Excerpts from point annotation data:
==================================================

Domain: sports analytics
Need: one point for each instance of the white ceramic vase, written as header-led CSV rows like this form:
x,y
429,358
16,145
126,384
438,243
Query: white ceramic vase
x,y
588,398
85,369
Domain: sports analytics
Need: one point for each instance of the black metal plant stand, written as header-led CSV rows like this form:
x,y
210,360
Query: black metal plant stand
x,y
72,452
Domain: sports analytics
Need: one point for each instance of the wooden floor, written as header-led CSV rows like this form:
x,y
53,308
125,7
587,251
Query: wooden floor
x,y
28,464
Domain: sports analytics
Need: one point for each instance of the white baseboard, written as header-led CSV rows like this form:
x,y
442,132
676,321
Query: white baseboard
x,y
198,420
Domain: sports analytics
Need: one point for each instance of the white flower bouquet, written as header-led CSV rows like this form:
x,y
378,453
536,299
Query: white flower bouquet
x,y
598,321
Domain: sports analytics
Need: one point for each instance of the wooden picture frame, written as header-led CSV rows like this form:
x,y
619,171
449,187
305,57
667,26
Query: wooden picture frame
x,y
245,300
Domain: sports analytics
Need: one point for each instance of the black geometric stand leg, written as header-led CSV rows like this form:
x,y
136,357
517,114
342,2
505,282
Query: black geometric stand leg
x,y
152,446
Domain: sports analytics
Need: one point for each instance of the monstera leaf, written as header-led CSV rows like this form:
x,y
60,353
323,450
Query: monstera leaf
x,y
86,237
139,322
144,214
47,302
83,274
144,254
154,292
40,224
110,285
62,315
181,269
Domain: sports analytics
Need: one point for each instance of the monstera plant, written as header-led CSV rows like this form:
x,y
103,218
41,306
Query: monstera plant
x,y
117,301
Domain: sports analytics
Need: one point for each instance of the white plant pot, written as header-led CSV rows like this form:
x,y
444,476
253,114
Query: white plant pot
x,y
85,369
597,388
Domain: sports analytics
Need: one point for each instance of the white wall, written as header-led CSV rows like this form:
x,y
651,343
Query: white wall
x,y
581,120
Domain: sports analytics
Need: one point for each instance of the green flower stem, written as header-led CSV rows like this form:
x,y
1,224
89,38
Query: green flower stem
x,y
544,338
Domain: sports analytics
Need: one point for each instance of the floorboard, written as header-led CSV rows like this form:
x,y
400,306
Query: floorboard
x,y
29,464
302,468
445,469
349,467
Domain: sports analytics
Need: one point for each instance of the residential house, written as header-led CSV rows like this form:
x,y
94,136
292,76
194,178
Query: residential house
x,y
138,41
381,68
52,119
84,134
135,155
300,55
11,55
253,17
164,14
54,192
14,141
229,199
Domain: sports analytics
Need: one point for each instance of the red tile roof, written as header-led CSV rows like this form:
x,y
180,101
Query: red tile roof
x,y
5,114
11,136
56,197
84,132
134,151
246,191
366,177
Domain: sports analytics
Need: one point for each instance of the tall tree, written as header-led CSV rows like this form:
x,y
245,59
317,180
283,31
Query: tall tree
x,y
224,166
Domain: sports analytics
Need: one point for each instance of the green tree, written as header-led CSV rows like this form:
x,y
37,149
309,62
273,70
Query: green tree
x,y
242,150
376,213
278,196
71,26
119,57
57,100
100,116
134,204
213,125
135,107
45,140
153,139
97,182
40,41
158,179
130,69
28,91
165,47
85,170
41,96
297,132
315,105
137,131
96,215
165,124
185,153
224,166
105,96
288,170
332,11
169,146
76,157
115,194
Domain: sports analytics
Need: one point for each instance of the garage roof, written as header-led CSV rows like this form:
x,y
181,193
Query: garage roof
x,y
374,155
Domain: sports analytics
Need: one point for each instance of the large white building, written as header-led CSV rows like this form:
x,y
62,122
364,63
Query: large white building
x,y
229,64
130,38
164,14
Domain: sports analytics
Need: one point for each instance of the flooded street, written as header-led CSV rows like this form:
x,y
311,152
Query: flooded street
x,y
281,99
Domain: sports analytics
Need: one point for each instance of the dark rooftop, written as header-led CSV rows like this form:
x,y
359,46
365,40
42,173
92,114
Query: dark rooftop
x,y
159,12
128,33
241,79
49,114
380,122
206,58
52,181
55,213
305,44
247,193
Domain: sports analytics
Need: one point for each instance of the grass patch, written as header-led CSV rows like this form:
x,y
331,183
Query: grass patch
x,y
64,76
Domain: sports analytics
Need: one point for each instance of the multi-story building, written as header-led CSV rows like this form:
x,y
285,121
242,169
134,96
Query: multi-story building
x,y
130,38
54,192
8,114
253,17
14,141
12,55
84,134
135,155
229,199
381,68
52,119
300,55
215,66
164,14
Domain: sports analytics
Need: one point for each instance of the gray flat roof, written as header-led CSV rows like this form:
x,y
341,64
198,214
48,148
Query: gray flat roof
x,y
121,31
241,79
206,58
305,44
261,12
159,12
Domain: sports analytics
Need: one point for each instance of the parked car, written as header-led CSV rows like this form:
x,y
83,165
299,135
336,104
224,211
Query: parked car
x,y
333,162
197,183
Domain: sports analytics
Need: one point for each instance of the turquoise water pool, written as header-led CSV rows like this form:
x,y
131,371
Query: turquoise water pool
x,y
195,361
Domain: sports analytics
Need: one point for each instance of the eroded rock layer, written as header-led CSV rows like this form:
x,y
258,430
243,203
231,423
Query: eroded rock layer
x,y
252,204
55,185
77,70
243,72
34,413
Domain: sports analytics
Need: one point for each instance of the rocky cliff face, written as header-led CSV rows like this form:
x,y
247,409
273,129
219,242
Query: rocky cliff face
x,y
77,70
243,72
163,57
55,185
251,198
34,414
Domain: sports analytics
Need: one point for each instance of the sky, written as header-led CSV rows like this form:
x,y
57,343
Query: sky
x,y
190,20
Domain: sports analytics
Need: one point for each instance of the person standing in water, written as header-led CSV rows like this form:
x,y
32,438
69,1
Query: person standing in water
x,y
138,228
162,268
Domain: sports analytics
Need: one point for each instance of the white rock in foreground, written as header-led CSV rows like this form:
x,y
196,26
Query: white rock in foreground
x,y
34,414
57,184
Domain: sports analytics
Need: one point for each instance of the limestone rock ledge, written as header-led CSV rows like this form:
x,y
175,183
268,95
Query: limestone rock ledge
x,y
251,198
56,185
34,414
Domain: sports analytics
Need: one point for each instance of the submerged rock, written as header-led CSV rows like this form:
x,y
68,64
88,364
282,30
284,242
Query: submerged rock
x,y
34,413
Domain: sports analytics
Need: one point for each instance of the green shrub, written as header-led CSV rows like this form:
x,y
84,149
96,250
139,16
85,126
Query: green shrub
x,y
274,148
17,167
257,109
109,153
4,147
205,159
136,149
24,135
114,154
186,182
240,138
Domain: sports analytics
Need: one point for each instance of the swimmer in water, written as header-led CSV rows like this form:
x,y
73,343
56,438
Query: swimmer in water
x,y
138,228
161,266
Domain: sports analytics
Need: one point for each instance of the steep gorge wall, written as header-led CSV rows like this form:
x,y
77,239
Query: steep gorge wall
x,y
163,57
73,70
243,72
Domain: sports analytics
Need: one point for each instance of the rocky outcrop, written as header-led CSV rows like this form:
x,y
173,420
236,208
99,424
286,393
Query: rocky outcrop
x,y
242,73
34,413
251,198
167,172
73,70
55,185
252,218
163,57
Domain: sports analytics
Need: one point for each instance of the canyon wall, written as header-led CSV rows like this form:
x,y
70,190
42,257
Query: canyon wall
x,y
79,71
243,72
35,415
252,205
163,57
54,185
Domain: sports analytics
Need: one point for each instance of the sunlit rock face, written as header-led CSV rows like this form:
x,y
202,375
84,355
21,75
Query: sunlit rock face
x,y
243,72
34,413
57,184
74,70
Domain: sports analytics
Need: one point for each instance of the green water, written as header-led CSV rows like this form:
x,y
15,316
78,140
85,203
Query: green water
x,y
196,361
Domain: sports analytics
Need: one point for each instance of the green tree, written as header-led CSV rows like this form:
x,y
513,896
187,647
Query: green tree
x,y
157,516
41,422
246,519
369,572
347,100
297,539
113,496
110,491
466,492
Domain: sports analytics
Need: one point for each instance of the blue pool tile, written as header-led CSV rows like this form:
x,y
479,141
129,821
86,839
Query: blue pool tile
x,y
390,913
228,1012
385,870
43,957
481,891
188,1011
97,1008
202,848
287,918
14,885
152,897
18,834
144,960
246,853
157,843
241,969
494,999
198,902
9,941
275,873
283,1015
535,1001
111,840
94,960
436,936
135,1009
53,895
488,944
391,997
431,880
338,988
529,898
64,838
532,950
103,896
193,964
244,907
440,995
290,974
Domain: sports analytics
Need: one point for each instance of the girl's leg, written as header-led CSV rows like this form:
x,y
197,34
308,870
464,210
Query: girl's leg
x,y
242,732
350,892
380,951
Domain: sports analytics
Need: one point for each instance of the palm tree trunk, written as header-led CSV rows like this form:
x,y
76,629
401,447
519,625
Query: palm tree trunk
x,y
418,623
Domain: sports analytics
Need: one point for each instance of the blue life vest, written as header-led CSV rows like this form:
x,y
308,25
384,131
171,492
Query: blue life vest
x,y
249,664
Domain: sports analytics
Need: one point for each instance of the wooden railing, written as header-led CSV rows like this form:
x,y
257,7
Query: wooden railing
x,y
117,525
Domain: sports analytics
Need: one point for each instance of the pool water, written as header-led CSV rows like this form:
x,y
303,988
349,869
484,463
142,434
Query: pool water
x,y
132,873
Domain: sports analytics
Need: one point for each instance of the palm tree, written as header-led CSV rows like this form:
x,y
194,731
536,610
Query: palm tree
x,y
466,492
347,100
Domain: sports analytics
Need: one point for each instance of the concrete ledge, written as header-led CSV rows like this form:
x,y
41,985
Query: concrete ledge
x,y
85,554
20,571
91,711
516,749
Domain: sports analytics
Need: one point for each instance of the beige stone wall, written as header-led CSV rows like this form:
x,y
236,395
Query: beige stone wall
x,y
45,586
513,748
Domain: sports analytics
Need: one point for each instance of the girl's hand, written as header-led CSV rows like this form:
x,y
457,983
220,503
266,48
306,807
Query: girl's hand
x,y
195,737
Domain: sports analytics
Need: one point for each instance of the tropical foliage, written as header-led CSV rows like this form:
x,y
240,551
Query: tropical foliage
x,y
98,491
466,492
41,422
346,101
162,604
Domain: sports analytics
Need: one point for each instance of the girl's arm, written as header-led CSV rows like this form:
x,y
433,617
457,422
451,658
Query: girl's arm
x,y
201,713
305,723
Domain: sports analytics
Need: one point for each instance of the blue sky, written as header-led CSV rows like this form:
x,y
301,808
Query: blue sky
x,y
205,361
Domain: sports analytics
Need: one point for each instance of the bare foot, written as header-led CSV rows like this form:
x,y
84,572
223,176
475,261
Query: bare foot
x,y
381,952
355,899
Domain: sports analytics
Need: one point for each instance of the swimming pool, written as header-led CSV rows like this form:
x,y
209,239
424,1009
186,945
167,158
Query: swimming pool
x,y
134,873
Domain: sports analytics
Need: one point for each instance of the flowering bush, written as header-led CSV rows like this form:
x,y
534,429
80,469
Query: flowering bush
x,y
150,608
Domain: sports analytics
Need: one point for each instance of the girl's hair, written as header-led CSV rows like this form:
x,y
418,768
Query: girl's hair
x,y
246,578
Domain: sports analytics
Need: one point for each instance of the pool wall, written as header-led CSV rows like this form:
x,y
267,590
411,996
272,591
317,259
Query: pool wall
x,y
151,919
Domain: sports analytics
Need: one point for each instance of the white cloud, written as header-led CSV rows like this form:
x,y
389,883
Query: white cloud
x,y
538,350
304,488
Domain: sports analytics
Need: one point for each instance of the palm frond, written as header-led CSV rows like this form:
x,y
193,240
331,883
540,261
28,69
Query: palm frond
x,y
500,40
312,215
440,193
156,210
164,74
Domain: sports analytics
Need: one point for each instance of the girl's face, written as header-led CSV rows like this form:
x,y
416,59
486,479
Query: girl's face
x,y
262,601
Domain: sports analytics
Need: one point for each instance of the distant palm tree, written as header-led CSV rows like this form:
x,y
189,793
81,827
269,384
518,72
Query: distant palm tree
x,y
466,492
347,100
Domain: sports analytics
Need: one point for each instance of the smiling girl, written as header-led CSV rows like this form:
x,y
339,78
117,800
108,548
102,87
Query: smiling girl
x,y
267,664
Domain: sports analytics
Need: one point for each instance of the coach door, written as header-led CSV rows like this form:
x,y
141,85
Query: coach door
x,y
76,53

==================================================

Description of the task
Counting case-sensitively, how many lines of the records contain the string "plant"? Reply with the number alone.

Task output
6